Return every line of the rows below that contains the string "dune".
'''
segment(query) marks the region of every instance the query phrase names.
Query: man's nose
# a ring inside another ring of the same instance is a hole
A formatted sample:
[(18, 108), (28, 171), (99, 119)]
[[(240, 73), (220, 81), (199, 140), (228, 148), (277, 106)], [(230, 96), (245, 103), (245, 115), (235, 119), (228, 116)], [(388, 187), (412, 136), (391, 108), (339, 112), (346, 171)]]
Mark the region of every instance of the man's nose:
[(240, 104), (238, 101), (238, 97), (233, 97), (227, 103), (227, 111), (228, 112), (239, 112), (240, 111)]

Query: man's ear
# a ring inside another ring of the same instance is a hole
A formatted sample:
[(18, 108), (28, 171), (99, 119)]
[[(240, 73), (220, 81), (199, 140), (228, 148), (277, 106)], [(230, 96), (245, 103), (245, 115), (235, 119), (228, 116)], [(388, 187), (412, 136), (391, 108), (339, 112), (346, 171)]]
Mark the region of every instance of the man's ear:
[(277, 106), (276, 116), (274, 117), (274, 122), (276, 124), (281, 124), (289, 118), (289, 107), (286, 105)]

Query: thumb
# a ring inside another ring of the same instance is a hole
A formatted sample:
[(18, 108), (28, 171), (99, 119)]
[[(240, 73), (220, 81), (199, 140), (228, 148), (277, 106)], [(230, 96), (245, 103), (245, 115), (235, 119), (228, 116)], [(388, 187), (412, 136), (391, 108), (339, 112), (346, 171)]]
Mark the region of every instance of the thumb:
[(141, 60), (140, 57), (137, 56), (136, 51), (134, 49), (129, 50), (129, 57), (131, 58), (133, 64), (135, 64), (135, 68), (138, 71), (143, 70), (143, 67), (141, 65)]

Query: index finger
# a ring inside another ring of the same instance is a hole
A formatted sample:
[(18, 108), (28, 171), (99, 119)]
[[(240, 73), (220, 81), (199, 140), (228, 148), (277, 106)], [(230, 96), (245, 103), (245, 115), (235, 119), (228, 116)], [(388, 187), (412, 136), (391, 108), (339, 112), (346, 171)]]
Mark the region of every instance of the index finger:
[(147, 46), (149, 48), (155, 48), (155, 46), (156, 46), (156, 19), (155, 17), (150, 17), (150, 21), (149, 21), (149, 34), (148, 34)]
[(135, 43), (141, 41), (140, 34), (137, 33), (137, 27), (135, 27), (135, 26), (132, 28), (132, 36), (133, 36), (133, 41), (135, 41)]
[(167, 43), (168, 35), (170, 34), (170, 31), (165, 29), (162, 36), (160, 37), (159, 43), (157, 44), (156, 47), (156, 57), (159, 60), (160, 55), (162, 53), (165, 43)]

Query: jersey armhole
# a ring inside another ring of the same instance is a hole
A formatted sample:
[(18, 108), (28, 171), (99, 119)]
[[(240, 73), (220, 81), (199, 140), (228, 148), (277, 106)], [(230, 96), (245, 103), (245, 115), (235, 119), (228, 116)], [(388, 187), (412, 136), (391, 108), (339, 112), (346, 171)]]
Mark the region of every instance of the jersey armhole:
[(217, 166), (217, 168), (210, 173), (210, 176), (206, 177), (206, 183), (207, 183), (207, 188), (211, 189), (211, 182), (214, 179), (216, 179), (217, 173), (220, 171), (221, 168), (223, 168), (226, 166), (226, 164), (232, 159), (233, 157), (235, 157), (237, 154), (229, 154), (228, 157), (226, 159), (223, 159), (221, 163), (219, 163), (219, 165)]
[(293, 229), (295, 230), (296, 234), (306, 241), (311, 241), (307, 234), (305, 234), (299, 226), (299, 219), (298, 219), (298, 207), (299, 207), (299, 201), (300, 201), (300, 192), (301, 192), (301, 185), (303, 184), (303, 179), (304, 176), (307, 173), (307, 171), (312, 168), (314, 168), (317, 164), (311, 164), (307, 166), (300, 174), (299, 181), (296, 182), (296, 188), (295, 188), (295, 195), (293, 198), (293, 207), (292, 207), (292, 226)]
'''
'''
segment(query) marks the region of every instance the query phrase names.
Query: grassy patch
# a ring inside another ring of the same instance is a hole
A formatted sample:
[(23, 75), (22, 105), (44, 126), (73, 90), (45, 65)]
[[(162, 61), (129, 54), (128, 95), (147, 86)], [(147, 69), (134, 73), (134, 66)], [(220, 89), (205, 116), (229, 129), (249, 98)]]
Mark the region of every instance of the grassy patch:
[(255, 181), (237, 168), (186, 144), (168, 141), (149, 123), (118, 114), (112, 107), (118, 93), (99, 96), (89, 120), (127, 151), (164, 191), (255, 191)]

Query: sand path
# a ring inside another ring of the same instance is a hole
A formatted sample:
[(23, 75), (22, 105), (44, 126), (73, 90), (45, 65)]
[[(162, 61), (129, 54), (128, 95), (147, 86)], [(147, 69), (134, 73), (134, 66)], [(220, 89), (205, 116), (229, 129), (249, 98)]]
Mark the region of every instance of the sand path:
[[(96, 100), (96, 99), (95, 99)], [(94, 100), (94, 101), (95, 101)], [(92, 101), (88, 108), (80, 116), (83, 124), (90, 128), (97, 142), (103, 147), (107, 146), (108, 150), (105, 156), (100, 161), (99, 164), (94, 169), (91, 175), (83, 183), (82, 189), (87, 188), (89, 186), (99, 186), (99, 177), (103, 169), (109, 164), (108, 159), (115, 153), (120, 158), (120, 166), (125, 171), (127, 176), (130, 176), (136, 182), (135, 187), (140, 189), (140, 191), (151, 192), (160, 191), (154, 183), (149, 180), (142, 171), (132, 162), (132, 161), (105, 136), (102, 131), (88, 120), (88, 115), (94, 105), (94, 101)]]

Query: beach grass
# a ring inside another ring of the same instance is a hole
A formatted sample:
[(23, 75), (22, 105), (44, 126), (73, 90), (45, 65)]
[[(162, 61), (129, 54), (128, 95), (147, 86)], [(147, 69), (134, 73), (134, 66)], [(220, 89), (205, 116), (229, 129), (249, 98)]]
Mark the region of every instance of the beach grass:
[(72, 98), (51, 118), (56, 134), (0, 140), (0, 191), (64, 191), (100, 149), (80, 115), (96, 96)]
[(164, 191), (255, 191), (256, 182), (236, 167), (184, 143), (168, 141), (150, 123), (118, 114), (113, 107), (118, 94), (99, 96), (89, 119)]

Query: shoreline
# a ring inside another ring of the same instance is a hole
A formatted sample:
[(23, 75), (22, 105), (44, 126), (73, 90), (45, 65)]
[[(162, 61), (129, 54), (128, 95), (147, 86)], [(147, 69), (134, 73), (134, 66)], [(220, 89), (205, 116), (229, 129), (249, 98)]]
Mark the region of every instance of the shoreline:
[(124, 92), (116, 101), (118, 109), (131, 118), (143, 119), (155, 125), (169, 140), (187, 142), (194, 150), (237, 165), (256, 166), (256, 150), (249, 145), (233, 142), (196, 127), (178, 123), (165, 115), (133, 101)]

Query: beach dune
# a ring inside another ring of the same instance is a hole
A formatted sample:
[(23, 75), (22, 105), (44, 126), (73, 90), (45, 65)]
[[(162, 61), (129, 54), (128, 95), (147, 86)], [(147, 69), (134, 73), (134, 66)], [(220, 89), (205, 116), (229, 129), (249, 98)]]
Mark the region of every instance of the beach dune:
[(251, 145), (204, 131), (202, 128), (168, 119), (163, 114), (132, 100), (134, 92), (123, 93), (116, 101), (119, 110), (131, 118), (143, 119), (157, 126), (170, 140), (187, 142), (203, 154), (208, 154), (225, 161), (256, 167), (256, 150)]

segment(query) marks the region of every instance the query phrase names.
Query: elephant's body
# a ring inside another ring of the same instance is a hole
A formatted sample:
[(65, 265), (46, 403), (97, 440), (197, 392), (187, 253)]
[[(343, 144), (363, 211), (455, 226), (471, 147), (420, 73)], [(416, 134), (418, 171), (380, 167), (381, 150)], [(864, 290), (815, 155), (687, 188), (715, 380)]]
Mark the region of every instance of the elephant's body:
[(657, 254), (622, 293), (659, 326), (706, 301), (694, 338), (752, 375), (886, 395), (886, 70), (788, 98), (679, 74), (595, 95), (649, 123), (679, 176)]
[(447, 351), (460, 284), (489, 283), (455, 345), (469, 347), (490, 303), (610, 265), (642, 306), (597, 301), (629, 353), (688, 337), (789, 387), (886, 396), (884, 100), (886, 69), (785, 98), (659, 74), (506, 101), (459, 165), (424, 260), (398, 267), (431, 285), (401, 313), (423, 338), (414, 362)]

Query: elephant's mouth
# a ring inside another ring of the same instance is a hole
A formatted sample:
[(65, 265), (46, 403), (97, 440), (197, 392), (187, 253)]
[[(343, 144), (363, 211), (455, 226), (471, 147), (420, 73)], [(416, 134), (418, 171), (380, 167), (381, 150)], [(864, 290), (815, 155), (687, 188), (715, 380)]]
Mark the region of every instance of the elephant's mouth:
'''
'''
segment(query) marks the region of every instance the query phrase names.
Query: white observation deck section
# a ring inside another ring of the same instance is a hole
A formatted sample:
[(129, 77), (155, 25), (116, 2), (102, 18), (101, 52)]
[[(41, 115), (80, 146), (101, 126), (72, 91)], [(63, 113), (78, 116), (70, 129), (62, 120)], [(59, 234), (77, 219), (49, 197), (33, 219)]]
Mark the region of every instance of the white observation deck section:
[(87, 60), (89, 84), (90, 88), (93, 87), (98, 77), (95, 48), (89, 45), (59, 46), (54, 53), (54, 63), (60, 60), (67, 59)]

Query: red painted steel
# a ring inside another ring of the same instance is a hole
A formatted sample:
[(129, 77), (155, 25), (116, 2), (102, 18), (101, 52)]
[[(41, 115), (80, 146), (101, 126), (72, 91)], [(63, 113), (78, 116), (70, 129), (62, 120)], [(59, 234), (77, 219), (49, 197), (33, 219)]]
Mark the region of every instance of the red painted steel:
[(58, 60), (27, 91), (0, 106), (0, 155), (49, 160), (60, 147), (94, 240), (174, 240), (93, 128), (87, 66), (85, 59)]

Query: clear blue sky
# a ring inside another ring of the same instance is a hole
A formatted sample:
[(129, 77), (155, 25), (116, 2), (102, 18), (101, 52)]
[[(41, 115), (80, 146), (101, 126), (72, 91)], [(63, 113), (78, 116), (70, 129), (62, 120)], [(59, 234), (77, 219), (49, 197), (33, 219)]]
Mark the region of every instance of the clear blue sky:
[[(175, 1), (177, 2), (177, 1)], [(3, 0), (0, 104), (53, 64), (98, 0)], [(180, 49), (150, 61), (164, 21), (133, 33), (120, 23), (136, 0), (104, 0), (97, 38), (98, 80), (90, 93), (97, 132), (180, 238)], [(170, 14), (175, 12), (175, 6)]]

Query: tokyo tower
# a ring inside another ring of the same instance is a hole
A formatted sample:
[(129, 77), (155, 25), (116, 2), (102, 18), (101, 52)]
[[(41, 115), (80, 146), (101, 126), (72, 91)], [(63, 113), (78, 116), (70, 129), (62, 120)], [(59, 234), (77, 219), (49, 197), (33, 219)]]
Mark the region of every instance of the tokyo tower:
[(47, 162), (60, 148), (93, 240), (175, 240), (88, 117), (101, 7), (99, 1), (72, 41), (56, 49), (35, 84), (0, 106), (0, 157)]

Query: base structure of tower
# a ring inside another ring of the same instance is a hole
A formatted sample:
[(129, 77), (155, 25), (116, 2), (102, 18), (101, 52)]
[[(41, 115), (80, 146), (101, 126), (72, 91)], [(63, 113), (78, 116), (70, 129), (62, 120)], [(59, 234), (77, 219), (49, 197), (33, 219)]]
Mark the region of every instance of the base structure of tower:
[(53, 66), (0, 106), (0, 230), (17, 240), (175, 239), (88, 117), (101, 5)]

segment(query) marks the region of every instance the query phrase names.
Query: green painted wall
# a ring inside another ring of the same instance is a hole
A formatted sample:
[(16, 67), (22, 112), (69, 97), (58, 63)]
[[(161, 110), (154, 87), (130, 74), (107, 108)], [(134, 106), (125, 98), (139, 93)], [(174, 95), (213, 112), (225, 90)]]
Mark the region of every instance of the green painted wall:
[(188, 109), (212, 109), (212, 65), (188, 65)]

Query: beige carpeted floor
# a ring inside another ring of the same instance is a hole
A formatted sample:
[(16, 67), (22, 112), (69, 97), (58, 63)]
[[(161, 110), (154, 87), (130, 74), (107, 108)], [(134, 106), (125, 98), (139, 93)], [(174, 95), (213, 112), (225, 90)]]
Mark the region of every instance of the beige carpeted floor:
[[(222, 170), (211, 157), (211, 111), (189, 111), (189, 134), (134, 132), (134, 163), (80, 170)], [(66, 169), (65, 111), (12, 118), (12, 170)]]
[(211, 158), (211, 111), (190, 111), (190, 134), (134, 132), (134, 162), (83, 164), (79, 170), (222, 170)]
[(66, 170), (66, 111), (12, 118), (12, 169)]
'''
Full output:
Query: beach dune
Mark the region of every instance of the beach dune:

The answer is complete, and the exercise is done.